Questions to answer:
**1.** In the passage on the Dorothea Dix Hospital property, how many burials took place each year during the Depression?
**2.** What does the passage on the Dorothea Dix Hospital property say? Answer in two sentences.
**3.** Write what comes next in the passage on the Dorothea Dix Hospital property, picking up after its last sentence.

On May 5, 2015, the Council of State members voted unanimously to approve selling the 308 acres to the city. Proceeds of the sale were to go to "fund facilities and services for the mentally ill." Located on the property is Spring Hill, listed on the National Register of Historic Places in 1983. The property is now operated as a city park and is open to the public.

North Carolina Department of Health and Human Services maintained offices for department staff on the grounds from the 1990s to 2025.

=== Cemetery ===
A deceased patient was buried on the hospital grounds in 1859, and a cemetery for patients whose bodies remained unclaimed was soon placed at the rear of the hospital property. During the Depression, approximately 50 burials took place each year. Starting in 1943, a law allowed postmortems and autopsies to be conducted on these unclaimed bodies before burial. The last of approximately 900 burials in the Dorothea Dix Hospital Cemetery took place in 1970. An extensive restoration of the cemetery took place between 1988 and 1997, and volunteers continue to care for the 275 remaining gravesites.

Source data:
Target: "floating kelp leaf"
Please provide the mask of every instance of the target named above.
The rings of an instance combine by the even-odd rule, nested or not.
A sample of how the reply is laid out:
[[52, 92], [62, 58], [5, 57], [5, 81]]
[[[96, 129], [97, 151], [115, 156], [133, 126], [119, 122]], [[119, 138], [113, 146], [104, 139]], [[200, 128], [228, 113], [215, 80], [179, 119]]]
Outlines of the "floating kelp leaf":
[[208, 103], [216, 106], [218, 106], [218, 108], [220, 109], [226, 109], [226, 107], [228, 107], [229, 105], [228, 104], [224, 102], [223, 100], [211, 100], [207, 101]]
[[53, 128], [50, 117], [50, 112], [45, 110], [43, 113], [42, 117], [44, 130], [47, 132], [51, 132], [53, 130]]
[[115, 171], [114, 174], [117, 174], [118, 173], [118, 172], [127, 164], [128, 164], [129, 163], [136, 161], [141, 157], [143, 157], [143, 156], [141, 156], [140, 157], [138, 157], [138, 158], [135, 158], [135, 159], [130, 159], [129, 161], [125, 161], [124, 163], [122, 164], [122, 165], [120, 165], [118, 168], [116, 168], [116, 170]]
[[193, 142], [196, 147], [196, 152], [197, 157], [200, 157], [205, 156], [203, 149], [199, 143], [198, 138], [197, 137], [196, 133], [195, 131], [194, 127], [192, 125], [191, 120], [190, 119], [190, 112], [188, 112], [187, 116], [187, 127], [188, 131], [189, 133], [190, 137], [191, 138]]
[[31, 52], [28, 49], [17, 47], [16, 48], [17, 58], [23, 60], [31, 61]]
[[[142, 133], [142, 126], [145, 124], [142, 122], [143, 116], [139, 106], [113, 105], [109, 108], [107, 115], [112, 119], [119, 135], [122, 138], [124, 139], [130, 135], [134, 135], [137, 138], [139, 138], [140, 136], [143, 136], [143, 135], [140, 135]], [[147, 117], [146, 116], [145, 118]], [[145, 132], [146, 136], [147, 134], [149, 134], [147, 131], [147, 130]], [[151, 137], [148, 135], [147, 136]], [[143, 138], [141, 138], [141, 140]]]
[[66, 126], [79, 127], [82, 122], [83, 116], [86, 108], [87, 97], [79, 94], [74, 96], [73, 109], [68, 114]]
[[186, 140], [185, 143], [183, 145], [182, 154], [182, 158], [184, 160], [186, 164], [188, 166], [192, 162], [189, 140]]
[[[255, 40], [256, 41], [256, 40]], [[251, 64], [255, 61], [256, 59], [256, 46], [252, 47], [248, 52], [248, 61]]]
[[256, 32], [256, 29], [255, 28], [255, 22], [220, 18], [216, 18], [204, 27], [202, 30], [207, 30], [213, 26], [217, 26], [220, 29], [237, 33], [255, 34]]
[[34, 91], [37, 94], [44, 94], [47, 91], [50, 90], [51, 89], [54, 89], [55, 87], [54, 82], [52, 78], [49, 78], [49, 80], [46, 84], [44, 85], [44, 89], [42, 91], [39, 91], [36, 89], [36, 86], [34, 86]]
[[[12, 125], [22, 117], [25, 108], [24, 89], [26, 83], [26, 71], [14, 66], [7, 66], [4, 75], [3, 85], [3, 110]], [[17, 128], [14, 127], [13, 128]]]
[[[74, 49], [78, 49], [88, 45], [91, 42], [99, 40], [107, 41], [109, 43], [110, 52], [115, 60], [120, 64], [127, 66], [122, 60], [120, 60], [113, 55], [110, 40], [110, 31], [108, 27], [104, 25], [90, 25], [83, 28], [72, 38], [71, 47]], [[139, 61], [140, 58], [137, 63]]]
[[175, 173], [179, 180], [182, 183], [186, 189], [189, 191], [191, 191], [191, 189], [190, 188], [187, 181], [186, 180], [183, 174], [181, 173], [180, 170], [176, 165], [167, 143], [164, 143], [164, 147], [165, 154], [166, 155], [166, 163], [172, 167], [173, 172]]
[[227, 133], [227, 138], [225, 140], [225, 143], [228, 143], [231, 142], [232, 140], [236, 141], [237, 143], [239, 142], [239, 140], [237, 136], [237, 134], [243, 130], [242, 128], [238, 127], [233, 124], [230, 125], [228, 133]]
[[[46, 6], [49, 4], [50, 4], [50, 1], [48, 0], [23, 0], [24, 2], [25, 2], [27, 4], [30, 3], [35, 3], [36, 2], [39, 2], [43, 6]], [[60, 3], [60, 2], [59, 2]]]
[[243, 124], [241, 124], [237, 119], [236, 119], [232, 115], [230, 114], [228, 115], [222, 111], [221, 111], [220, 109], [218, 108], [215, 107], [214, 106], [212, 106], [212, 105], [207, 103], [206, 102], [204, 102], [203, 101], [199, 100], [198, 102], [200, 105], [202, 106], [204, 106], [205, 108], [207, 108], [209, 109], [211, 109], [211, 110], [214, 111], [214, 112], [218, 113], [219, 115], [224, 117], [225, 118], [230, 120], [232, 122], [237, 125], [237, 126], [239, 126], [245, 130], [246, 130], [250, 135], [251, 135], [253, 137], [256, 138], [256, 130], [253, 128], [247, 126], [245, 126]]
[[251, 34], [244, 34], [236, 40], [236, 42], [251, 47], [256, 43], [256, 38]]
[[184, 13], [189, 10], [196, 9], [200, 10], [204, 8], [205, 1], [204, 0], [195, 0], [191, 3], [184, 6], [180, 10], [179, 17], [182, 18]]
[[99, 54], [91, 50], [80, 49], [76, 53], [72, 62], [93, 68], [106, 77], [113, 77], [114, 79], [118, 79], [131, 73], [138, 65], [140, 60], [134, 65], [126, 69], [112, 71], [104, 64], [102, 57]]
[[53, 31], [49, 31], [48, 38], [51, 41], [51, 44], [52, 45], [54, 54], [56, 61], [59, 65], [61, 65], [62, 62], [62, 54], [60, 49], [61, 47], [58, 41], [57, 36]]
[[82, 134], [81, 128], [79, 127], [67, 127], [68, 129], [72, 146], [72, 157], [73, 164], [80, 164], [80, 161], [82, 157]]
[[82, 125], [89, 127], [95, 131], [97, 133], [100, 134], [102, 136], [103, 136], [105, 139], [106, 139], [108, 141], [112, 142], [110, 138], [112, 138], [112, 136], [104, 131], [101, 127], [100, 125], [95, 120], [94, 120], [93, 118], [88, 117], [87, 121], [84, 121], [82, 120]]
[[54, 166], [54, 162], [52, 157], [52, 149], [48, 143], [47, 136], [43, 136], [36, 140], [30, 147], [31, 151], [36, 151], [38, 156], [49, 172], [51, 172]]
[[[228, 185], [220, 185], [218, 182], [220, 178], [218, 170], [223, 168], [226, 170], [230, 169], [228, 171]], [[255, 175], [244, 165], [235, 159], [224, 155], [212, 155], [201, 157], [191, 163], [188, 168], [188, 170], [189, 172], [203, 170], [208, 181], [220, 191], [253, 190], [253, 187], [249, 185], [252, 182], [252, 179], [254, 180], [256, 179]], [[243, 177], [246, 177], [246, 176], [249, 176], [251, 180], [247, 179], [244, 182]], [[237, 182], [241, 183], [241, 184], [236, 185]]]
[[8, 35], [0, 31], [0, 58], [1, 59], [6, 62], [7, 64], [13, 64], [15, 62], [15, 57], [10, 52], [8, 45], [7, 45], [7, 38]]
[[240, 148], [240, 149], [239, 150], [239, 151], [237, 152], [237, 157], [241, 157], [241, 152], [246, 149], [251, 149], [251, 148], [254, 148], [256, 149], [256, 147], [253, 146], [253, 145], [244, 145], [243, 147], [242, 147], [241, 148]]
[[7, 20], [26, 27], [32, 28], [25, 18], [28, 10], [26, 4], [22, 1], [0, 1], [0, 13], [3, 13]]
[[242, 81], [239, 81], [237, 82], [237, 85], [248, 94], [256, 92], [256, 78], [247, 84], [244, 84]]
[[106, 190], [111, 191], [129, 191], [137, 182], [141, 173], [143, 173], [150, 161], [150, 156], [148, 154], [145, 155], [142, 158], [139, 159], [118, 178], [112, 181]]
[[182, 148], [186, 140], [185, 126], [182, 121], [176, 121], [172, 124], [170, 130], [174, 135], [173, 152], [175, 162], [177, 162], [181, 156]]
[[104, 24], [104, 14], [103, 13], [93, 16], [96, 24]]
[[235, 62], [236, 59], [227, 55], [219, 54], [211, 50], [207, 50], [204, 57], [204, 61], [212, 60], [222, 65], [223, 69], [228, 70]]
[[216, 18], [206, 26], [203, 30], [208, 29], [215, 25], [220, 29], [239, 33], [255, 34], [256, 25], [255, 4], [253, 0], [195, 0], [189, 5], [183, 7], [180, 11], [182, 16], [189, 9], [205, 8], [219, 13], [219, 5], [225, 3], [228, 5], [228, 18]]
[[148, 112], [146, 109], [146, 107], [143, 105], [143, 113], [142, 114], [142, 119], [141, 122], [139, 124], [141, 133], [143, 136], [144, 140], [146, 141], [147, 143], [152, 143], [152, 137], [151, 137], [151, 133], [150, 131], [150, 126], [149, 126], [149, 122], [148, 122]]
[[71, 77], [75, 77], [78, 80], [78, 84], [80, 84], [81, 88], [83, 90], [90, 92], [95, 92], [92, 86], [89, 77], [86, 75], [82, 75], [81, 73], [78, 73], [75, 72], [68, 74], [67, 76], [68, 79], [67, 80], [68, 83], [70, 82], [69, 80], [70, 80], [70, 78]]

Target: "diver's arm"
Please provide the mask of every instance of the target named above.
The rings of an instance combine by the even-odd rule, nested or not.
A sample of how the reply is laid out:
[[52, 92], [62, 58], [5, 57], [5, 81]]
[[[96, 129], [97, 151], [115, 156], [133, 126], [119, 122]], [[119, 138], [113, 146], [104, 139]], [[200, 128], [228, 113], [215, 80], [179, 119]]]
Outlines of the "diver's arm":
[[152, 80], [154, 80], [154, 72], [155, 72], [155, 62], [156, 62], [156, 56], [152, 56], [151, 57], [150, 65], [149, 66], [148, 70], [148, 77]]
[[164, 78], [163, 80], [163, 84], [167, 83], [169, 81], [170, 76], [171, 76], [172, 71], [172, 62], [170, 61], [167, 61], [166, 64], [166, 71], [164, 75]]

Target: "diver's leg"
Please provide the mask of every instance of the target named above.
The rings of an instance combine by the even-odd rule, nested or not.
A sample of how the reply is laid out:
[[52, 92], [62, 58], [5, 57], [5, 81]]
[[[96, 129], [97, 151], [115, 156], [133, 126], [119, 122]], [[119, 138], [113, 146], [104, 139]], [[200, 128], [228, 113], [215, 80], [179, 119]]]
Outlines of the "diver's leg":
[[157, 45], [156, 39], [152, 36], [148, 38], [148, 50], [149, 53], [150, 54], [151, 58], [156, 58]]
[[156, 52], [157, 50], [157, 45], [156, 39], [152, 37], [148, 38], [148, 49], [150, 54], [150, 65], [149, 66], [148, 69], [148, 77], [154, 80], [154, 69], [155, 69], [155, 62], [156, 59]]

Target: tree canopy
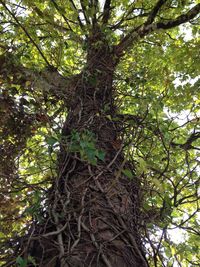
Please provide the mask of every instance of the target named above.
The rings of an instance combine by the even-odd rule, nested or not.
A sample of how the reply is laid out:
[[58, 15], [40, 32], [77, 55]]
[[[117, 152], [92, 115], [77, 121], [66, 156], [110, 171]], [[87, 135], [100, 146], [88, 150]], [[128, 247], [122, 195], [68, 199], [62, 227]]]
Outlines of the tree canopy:
[[[111, 148], [124, 156], [114, 176], [140, 181], [149, 265], [198, 266], [199, 12], [195, 0], [0, 0], [0, 266], [38, 266], [16, 251], [46, 218], [65, 120], [75, 98], [77, 121], [89, 103], [75, 89], [80, 80], [97, 86], [100, 48], [114, 89], [95, 116], [119, 129]], [[67, 149], [97, 168], [108, 152], [92, 123], [74, 127]]]

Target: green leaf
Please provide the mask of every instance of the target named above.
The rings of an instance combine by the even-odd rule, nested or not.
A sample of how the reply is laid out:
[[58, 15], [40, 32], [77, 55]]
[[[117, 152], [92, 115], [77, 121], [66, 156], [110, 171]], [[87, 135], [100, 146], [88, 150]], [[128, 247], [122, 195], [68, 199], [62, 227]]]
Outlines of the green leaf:
[[123, 169], [122, 173], [126, 175], [129, 179], [133, 179], [134, 175], [131, 170], [129, 169]]
[[27, 260], [23, 259], [21, 256], [18, 256], [16, 259], [16, 263], [18, 264], [19, 267], [26, 267], [27, 266]]
[[105, 159], [105, 152], [102, 151], [102, 150], [98, 150], [96, 156], [97, 156], [98, 159], [104, 161], [104, 159]]

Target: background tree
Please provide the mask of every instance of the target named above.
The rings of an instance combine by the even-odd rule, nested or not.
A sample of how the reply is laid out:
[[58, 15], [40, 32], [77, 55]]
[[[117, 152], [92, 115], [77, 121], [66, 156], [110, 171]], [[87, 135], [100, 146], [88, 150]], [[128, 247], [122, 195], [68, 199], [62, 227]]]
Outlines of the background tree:
[[198, 265], [196, 2], [0, 0], [1, 266]]

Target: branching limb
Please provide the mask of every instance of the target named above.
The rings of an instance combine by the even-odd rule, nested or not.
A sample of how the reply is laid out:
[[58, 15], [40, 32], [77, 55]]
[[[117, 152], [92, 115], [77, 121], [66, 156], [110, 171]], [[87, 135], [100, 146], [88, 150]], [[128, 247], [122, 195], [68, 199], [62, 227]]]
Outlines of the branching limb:
[[31, 41], [31, 43], [36, 47], [36, 49], [38, 50], [39, 54], [41, 55], [41, 57], [43, 58], [43, 60], [45, 61], [45, 63], [47, 64], [47, 66], [51, 67], [51, 64], [49, 63], [49, 61], [47, 60], [46, 56], [44, 55], [44, 53], [42, 52], [41, 48], [39, 47], [39, 45], [35, 42], [35, 40], [31, 37], [31, 35], [29, 34], [29, 32], [27, 31], [27, 29], [20, 23], [20, 21], [18, 20], [18, 18], [15, 16], [15, 14], [13, 14], [13, 12], [7, 7], [7, 5], [0, 0], [0, 3], [2, 4], [2, 6], [5, 8], [5, 10], [7, 10], [7, 12], [11, 15], [11, 17], [16, 21], [16, 23], [19, 25], [19, 27], [24, 31], [24, 33], [26, 34], [26, 36], [29, 38], [29, 40]]
[[38, 89], [57, 99], [70, 103], [75, 93], [73, 78], [70, 80], [60, 75], [55, 69], [31, 70], [17, 62], [12, 53], [0, 55], [0, 77], [3, 83], [17, 84], [27, 90]]
[[146, 25], [149, 25], [151, 24], [156, 15], [158, 14], [159, 10], [161, 9], [161, 7], [166, 3], [167, 1], [166, 0], [158, 0], [158, 2], [156, 3], [156, 5], [154, 6], [154, 8], [151, 10], [148, 18], [147, 18], [147, 21], [146, 21]]
[[[141, 26], [136, 27], [135, 29], [132, 29], [116, 46], [116, 54], [118, 56], [121, 56], [123, 54], [123, 51], [127, 50], [131, 46], [133, 46], [134, 43], [136, 43], [139, 39], [144, 38], [149, 33], [154, 32], [156, 30], [160, 29], [171, 29], [176, 26], [179, 26], [183, 23], [186, 23], [192, 19], [194, 19], [200, 12], [200, 4], [195, 5], [192, 9], [190, 9], [187, 13], [181, 14], [175, 19], [169, 20], [167, 22], [157, 22], [157, 23], [151, 23], [157, 14], [157, 12], [161, 8], [161, 4], [164, 4], [163, 1], [159, 1], [157, 5], [153, 8], [152, 12], [150, 13], [147, 21], [142, 24]], [[147, 24], [148, 22], [148, 24]], [[150, 24], [149, 24], [150, 23]]]
[[110, 11], [111, 11], [111, 0], [106, 0], [103, 8], [103, 24], [106, 24], [110, 18]]

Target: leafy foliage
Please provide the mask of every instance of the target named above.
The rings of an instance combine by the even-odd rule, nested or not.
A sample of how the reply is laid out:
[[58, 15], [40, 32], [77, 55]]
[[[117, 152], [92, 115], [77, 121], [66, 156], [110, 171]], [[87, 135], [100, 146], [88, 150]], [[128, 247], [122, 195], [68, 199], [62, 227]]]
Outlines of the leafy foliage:
[[[98, 50], [107, 42], [119, 57], [113, 81], [117, 112], [110, 120], [122, 126], [124, 153], [136, 166], [122, 166], [122, 174], [141, 182], [141, 235], [149, 263], [195, 266], [200, 260], [198, 19], [138, 33], [162, 1], [113, 0], [107, 11], [103, 1], [94, 2], [0, 1], [0, 264], [6, 266], [13, 254], [4, 246], [7, 240], [26, 233], [46, 209], [76, 87], [69, 77], [76, 81], [86, 74], [91, 46]], [[199, 5], [163, 2], [149, 25], [158, 28]], [[104, 41], [91, 45], [95, 21]], [[126, 38], [133, 32], [134, 38]], [[67, 141], [67, 150], [81, 161], [98, 166], [105, 160], [87, 125]], [[36, 265], [31, 257], [15, 262]]]

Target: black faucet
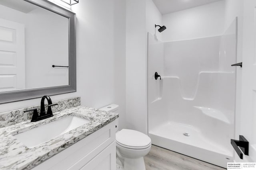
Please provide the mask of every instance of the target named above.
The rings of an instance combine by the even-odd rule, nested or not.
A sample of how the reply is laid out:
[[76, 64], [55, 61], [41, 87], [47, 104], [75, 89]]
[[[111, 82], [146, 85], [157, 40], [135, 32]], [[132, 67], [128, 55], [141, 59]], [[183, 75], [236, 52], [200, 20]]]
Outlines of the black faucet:
[[161, 80], [161, 76], [157, 73], [157, 72], [155, 72], [155, 79], [157, 80], [158, 77], [160, 77], [160, 80]]
[[[45, 108], [44, 108], [44, 100], [46, 99], [48, 102], [48, 108], [47, 109], [47, 112], [45, 113]], [[37, 109], [32, 109], [31, 110], [27, 110], [24, 112], [28, 111], [34, 111], [33, 115], [32, 116], [32, 119], [31, 122], [34, 122], [43, 120], [49, 117], [53, 116], [52, 111], [51, 107], [53, 106], [57, 105], [58, 104], [52, 104], [52, 102], [51, 98], [48, 96], [44, 96], [42, 98], [41, 100], [41, 108], [40, 109], [40, 115], [38, 115]]]

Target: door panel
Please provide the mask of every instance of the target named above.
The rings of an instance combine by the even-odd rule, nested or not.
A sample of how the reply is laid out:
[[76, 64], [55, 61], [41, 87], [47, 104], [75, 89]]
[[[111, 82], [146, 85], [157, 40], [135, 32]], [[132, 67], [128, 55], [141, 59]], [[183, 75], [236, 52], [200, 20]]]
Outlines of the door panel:
[[24, 27], [0, 19], [0, 92], [25, 88]]

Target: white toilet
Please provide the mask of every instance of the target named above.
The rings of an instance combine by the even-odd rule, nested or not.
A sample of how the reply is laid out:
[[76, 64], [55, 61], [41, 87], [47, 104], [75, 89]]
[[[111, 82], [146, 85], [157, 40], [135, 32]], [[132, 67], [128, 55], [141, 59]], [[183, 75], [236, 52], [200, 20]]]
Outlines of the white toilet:
[[[118, 106], [112, 104], [99, 109], [117, 113]], [[118, 119], [116, 125], [116, 170], [145, 170], [143, 156], [148, 154], [151, 148], [151, 140], [144, 134], [131, 129], [118, 131]]]

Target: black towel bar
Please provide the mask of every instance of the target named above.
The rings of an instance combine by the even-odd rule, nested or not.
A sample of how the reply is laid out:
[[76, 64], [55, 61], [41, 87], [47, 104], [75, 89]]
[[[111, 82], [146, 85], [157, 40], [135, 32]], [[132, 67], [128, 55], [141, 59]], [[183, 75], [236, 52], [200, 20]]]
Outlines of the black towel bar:
[[55, 65], [52, 65], [52, 67], [68, 67], [68, 66], [56, 66]]

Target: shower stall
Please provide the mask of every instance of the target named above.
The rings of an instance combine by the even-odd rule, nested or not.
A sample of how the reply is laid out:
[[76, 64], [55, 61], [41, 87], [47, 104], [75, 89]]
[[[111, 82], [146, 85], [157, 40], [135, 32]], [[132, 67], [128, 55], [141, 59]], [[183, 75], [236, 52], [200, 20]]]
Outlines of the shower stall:
[[224, 168], [233, 162], [237, 20], [214, 37], [163, 42], [148, 33], [152, 144]]

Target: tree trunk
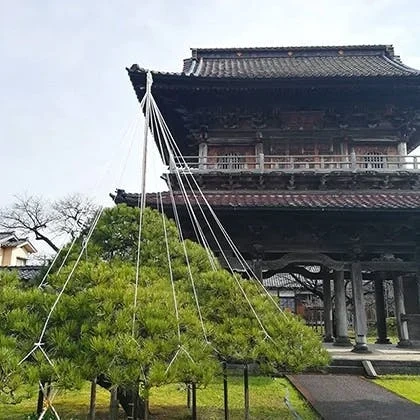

Responses for each task:
**1.** Approximately 50.

**2.** In 2015 the Council of State unanimously approved selling the 308-acre property, which includes Spring Hill, to the city, and it now operates as a public park. A patient was first buried on the grounds in 1859, and the cemetery for unclaimed patients received about 900 burials through 1970; it was restored between 1988 and 1997, and volunteers still care for its 275 remaining gravesites.

**3.**
== Published accounts ==

In 1935, physician Victor R. Small published an autobiography, I Knew 3000 Lunatics. While the book only identifies the state psychiatric hospital where he worked as being located in the South, huge, modern, and set on beautiful grounds, Small had worked for six years at the hospital that came to be known as Dorothea Dix. With Hardie Albright, Small also adapted the book into All the Living, A Play in Three Acts. Julian Ashby, then hospital superintendent, saw the play performed in New York in 1938 and recognized some of the patients portrayed.

A thorough history of the hospital was published in 2010 by the Office of Archives and History of the North Carolina Department of Cultural Resources.

The hospital is the setting for "Dix Hill", David Sedaris' reminiscence of working there as a volunteer in his youth, published in his essay collection Naked. The events described in the essay have been called into question.

In "'It's Not My American Dream': Working Class People Share Their Experience of Job
Loss," Amanda Gunn presents a long narrative poem based on interviews with 55 working-class employees of Dorothea Dix Hospital as they prepare for its closure.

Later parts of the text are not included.